* Work to do: Print all of the data exactly.

◆ ◆ ◆

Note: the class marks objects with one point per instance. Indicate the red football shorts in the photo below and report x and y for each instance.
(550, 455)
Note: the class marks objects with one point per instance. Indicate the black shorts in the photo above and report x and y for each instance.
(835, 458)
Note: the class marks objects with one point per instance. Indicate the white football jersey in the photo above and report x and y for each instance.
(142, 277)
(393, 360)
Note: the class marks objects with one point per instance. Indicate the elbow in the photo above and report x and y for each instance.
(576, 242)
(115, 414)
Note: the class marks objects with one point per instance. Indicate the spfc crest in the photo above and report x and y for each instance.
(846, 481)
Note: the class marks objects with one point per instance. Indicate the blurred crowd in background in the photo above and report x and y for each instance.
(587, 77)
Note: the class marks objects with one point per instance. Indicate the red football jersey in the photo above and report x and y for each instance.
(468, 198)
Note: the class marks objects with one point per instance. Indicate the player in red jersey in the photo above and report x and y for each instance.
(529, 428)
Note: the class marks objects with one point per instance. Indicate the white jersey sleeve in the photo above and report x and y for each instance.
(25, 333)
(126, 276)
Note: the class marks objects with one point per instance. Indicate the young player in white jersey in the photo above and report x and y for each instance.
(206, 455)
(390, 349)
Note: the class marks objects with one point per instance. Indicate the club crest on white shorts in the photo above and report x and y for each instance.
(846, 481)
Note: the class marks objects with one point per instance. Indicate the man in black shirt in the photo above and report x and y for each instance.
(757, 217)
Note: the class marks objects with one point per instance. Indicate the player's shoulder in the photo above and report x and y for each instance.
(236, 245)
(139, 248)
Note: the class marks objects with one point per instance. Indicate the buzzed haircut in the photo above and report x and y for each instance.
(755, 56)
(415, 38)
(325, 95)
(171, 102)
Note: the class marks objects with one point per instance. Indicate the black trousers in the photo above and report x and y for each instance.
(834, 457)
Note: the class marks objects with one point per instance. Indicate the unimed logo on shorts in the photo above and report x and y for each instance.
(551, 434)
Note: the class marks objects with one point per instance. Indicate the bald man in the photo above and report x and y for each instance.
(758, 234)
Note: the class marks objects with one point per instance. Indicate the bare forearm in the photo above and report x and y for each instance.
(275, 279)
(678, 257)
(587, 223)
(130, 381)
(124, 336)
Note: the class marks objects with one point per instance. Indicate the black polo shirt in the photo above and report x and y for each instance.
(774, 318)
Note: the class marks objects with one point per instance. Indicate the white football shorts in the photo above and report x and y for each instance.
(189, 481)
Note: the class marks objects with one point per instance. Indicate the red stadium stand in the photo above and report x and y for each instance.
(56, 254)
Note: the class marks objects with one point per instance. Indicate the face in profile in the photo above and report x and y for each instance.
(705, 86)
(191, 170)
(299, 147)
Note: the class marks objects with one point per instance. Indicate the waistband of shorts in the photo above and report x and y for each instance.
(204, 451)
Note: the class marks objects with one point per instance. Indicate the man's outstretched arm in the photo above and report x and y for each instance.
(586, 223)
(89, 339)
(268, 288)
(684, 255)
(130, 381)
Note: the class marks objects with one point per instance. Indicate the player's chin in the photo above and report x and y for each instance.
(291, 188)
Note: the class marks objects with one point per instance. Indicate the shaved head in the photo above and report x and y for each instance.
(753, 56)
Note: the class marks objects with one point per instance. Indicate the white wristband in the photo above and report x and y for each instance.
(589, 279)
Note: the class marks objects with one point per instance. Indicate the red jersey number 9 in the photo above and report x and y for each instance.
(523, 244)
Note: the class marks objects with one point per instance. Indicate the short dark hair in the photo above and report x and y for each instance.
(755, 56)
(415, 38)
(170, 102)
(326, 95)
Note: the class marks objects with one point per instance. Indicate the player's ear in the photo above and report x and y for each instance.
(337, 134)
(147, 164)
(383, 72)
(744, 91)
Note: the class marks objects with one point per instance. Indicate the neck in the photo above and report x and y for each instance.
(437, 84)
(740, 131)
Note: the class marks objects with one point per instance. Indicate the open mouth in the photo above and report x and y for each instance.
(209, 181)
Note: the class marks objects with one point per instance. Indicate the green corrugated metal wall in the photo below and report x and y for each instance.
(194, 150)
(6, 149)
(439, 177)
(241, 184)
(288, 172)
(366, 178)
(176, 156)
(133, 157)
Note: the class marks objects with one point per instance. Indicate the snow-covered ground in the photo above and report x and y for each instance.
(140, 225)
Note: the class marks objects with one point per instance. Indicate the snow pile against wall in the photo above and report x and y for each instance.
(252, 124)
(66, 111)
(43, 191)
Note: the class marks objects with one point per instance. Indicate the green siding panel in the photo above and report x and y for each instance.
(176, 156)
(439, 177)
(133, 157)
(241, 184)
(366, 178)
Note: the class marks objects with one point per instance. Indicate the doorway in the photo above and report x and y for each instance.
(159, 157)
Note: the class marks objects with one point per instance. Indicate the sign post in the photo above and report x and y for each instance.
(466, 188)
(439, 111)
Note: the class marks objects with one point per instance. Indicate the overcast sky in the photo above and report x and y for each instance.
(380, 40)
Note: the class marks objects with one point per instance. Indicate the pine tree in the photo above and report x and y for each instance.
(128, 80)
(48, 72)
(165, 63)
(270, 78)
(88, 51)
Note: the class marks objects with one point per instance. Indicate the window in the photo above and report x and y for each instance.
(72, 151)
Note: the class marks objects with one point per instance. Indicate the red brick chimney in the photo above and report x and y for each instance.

◆ ◆ ◆

* Response to the exercise:
Note: the class marks objects with one point per instance. Indicate the red football shorts in the photo below and report x and y for each instance.
(550, 455)
Note: the class marks objects with one point per instance. Indicate the black shorts in the photo above and report x and y for each instance.
(835, 458)
Note: the class marks objects with one point per instance. Indicate the white football jersey in the photo above and report x and y for each instance.
(142, 277)
(393, 360)
Note: the class marks objects with one point per instance. Indicate the elbow in the photo above and report x and y for each instance.
(576, 242)
(115, 414)
Note: the class marks objects with one point per instance. Indicate the spfc crest in the photo above and report x and y for each instance.
(846, 481)
Note: the class marks objects with one point per instance. Indicate the blurred crowd in background in the photo above and report x and y for each instance.
(587, 77)
Note: the class marks objects with one point per instance. Indicate the red football jersey in the photo above and report x and y for each instance.
(468, 198)
Note: the class marks objects with one point per instance. Indicate the player in red jersey in the photo above and report x and y for each instance.
(529, 428)
Note: the class marks objects with one point per instance. Indicate the white jersey sleeve in the photo above and report x and y for each instance.
(25, 333)
(126, 276)
Note: the class marks objects with one point per instance. Indicate the young player in white jersey in the photo above and report x and y for each instance.
(206, 455)
(390, 349)
Note: the class marks objects with one point per instance. Indicate the club crest on white shorts in the photo above and report x and y for each instance.
(846, 481)
Note: the class marks objects with one point per instance. Indicate the man in black shirt in the photo above and report x and y for each instance.
(757, 217)
Note: the class marks objects with one point per instance. Indicate the player's shoulder in the photo above and report x and y for each instance.
(236, 245)
(139, 248)
Note: the class marks objects with one point per instance. Indicate the buzzed haircut in the photo above and report x and y for each instance.
(755, 56)
(415, 38)
(325, 95)
(171, 102)
Note: the class marks objects with one point per instance. Indicate the black trousers in the photo above and report x and y for each instance.
(834, 457)
Note: the class marks objects with one point per instance. Indicate the unimed logo on shorts in the photo above and report x and y for each instance.
(551, 434)
Note: the class marks objects with one point per instance. Indicate the bald man in the photo above and report x and y for each instance.
(758, 234)
Note: the class marks objects with one point per instance. Indicate the bare forearm in the photo above and report x and y for each instance.
(275, 279)
(678, 257)
(587, 223)
(130, 381)
(124, 336)
Note: the class marks objects with one point per instance. Indicate the black polo shirt in the photo above and report x and y for each instance.
(774, 318)
Note: the class marks objects with one point per instance. Indicate the white football shorts in the photo above and report x and y for each instance.
(189, 481)
Note: the class marks objects with one point per instance. Indicate the red stadium stand in the photo above and report x and y for each instance.
(56, 254)
Note: the class marks objects with one point per instance. Indicate the face in profile in the photo above and report x and y for each instance.
(705, 86)
(191, 170)
(299, 147)
Note: the class marks objects with one point per instance. Indicate the waistband of shorts in the photo above and report x and y for each instance.
(204, 451)
Note: the class marks objects with one point per instance. Indicate the man's outstretched arm in the photo above and report x and y for each instance.
(586, 223)
(89, 339)
(268, 288)
(684, 255)
(130, 381)
Note: the class marks objects with one point per instance. Indicate the player's chin in the photo above and report x and y for each instance.
(291, 188)
Note: the class marks objects with one point per instance. Indicate the shaved head in the photo above and report x and y for each instance.
(753, 56)
Note: the class marks objects with one point per instance. Indicate the white wristband in the photo above and report x and y for each instance.
(589, 279)
Note: the class marks objects with one point per instance. Indicate the red jersey number 9 in the photo above and report x and y for each instance.
(523, 244)
Note: the class marks objects with one point per instance. Indicate the short dark hair in the photo above and report x and y for each instance.
(755, 56)
(415, 38)
(170, 102)
(326, 95)
Note: the class marks objects with one point per instance. Indicate the player's ear in the photo above and report x and y for each instance.
(337, 134)
(147, 164)
(383, 72)
(744, 91)
Note: the class marks objects with one point per instance. Indicate the neck in the photo above and report x and y for each instance.
(437, 84)
(740, 131)
Note: the class marks objects with one point per instance. Indicate the open mouth in the photo above and report x and y for each instance.
(209, 181)
Note: the class marks objects with one point per instance. Indicate the green corrugated metal wall in the photo below and report x and y for each instance.
(194, 150)
(6, 149)
(439, 177)
(241, 184)
(288, 172)
(366, 178)
(176, 156)
(133, 157)
Note: the class marks objects with one point per instance. Indicate the snow-covered ground in the photo above and report x and y for each instance.
(140, 225)
Note: the class marks objects with one point per instance. Indicate the snow pile against wall in the photo above and report x and y for each instance.
(252, 124)
(66, 111)
(43, 191)
Note: the class marks objects with one point per instance. Indicate the green siding panel in the photo above and report x and y for each instance.
(176, 156)
(439, 177)
(133, 157)
(241, 184)
(366, 178)
Note: the class marks objects with one point per instance. Indicate the doorway in the photo above and report x and y for each instance.
(159, 157)
Note: the class marks objects with one point per instance. Indicate the sign post in the photo above and report x and y for each instance.
(466, 188)
(439, 111)
Note: the class marks objects with one point per instance. Indicate the overcast sky in the photo above and report x and y for each instance.
(380, 40)
Note: the class marks objects with one point per instance. Indicate the pine tree in the photo above and report x and y for each instance.
(128, 80)
(48, 72)
(165, 63)
(270, 78)
(88, 51)
Note: the class marks objects with one point per instance. Indicate the window in the photo above and report x and y for each instance.
(72, 151)
Note: the class marks objects with one point per instance. Indicate the red brick chimney in the photo above and report x and y for each instance.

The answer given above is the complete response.